→ Stated goal
Render the part of the listing below that starts at the line containing "panel, one line per instance." and ends at the end of the listing as a numbered list, omitting blank lines. Leave the pictures out.

Extracted data entries

• • • • • • •

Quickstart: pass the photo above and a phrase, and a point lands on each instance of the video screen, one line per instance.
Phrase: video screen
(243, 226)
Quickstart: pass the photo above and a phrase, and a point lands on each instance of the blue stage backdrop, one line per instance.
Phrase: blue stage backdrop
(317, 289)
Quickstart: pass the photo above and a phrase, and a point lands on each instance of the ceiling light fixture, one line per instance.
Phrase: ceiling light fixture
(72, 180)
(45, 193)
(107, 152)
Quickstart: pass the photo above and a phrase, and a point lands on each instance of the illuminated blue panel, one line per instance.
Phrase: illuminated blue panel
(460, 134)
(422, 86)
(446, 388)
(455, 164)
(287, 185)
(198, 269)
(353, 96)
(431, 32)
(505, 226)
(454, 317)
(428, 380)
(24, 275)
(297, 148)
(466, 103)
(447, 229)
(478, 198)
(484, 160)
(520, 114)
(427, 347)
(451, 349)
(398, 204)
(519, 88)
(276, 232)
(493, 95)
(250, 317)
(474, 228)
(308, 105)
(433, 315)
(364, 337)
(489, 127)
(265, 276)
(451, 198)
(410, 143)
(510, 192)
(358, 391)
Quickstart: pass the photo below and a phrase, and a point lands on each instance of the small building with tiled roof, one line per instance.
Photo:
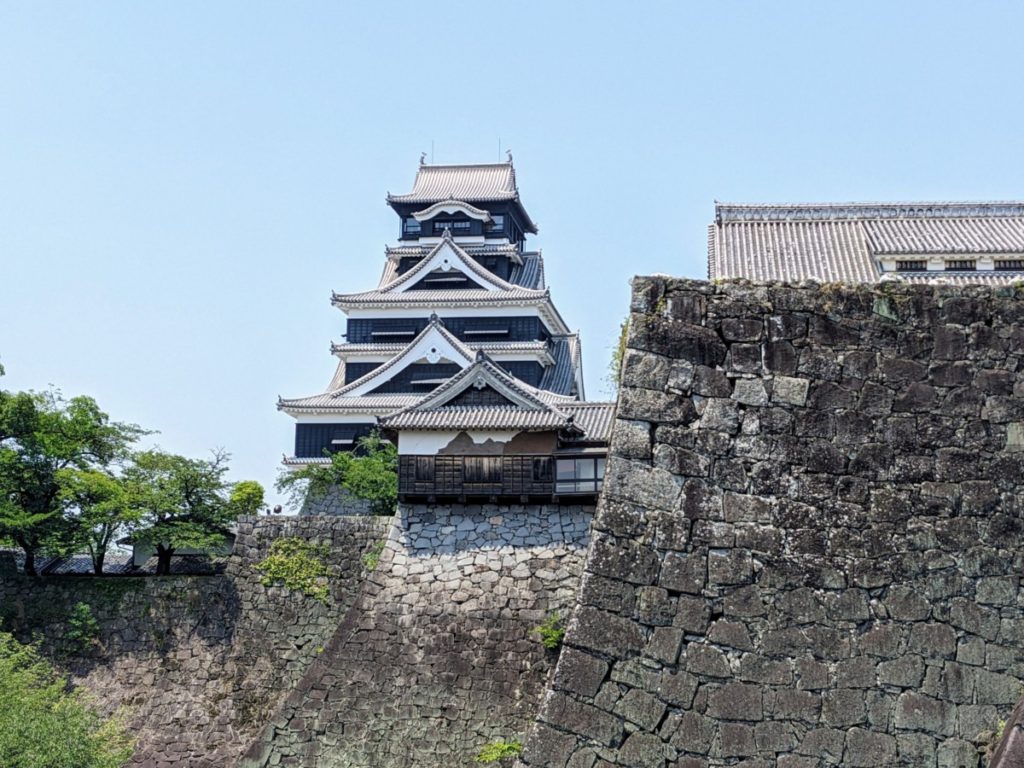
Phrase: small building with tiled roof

• • • • • • •

→ Response to the exercise
1. Quickstart: pass the photo above and a phrase, and a point lands on each instance of the illuminated blue panel, one line per instance.
2. Phrase: illuminated blue panel
3. (460, 134)
4. (422, 86)
5. (446, 388)
6. (455, 164)
7. (287, 185)
8. (198, 269)
9. (353, 96)
10. (431, 32)
11. (505, 226)
12. (454, 317)
13. (428, 380)
14. (24, 275)
15. (297, 148)
16. (466, 103)
17. (447, 229)
18. (478, 198)
19. (484, 160)
20. (520, 114)
21. (427, 347)
22. (451, 349)
23. (398, 204)
24. (519, 88)
25. (276, 232)
26. (493, 95)
27. (250, 317)
28. (474, 228)
29. (308, 105)
30. (433, 315)
31. (364, 337)
32. (489, 127)
33. (265, 276)
34. (451, 198)
35. (410, 143)
36. (510, 192)
37. (358, 391)
38. Quickstart: pass the photo below and a phrase, and a point lands on each instance of the small building with tiled roof, one line per instance.
39. Photo:
40. Phrase: small building with tiled roof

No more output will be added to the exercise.